» Listing:

....

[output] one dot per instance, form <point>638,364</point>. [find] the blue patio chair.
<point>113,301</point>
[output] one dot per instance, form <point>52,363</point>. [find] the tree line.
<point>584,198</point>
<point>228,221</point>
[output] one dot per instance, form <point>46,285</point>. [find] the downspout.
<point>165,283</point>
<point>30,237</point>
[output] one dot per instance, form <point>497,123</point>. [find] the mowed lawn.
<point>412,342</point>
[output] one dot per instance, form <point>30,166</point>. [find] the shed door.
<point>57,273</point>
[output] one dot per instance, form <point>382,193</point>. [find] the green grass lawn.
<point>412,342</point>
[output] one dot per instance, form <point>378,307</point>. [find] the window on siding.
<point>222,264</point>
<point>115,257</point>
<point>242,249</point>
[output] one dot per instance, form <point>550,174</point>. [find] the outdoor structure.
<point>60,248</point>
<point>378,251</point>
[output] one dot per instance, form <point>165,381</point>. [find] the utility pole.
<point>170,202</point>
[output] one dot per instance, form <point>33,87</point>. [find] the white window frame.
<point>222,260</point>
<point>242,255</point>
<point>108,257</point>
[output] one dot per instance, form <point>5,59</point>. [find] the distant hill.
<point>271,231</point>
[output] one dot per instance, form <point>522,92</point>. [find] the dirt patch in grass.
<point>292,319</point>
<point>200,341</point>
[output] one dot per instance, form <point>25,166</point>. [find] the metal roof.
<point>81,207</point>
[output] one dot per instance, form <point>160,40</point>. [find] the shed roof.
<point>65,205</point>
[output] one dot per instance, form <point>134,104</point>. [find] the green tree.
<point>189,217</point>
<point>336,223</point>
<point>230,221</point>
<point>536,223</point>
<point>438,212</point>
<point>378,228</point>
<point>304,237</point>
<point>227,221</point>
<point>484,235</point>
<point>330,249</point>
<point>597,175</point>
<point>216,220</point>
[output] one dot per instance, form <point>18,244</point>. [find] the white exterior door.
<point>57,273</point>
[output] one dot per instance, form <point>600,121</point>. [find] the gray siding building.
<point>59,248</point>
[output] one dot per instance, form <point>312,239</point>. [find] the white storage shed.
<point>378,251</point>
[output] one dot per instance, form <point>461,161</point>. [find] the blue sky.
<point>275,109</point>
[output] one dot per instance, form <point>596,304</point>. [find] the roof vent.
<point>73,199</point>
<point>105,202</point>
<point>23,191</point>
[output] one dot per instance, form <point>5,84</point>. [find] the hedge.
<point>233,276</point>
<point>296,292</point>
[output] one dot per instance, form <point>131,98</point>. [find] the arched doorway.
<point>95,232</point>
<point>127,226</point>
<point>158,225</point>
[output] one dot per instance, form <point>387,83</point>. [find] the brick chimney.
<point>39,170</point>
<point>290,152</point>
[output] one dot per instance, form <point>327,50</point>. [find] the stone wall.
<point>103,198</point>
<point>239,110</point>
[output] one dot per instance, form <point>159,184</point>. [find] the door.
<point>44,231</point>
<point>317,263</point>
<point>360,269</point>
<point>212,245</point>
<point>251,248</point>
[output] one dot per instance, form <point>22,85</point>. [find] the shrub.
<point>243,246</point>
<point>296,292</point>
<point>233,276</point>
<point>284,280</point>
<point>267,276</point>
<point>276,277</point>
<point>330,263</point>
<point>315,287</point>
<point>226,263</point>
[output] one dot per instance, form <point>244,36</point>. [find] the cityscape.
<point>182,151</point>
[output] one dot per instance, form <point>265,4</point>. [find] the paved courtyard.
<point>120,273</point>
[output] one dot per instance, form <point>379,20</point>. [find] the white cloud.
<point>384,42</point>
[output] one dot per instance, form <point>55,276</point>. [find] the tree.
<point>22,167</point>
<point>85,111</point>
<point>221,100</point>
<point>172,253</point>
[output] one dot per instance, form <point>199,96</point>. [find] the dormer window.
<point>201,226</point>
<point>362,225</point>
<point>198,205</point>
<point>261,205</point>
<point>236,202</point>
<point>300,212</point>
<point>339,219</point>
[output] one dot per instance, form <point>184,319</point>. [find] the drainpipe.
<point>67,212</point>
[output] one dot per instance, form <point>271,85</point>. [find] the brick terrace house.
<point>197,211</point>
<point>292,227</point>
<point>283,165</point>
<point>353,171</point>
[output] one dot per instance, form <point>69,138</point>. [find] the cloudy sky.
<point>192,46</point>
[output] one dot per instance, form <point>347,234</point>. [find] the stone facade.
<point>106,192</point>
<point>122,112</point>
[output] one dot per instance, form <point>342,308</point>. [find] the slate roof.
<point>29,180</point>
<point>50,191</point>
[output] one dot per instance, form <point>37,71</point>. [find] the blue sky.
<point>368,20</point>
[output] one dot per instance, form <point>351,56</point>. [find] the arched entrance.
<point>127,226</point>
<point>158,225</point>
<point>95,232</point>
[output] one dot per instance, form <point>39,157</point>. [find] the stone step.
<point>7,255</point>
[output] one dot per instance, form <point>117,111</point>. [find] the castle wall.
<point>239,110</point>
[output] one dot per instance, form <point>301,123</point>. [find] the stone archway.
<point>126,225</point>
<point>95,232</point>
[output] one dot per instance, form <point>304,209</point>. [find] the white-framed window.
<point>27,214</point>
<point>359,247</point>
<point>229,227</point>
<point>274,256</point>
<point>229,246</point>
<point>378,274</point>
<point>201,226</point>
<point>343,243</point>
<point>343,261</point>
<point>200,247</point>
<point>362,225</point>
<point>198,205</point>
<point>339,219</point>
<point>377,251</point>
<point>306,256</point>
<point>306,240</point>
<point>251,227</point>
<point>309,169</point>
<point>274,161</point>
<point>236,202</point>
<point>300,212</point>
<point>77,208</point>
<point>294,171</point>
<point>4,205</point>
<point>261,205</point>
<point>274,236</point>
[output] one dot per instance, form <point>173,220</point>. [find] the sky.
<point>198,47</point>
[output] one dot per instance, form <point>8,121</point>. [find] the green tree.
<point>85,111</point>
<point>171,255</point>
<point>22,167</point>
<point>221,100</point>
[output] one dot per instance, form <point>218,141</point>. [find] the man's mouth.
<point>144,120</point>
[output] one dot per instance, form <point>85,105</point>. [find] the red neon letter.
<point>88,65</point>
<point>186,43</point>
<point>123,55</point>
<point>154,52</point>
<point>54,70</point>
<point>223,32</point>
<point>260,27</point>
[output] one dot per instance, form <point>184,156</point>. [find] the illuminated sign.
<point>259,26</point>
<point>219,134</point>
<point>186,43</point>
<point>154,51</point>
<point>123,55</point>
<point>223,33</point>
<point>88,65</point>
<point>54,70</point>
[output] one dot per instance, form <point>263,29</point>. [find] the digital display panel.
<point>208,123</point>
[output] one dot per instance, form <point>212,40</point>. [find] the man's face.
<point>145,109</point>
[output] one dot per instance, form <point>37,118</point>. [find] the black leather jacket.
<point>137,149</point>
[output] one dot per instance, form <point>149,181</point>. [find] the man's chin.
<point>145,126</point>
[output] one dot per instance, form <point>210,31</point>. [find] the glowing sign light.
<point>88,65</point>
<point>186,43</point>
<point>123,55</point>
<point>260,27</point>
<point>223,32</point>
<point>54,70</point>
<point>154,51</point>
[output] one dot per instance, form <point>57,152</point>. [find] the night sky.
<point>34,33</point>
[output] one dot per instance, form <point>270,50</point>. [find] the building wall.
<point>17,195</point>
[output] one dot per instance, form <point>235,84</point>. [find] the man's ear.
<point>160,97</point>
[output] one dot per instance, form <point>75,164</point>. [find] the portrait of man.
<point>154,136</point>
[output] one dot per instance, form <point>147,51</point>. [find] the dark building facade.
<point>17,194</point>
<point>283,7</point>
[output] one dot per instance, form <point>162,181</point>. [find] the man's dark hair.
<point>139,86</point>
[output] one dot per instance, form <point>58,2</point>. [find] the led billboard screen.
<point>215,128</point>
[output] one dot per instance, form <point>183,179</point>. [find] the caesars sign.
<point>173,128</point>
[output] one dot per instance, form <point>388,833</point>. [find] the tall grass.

....

» Brief: Repeat only what runs from the line holding "[output] one dot per instance, form <point>57,152</point>." to the end of the data, keeping every line exactly as written, first and last included.

» Complete output:
[output] one dot per instance, form <point>57,152</point>. [find] the night sky.
<point>34,33</point>
[output] one dot per instance, form <point>270,50</point>. [find] the building wall.
<point>17,195</point>
[output] one dot per instance, form <point>235,84</point>. [find] the man's ear.
<point>160,97</point>
[output] one dot per instance, form <point>75,164</point>. [find] the portrait of man.
<point>154,136</point>
[output] one dot per instance, form <point>147,51</point>. [find] the dark building facade.
<point>17,194</point>
<point>283,7</point>
[output] one dot per instance, form <point>162,181</point>. [find] the man's dark hair.
<point>139,86</point>
[output] one dot per instance, form <point>58,2</point>. [find] the led billboard screen.
<point>215,128</point>
[output] one dot per instance, form <point>183,179</point>. [find] the caesars sign.
<point>173,128</point>
[output] one dot per instance, form <point>388,833</point>. [find] the tall grass.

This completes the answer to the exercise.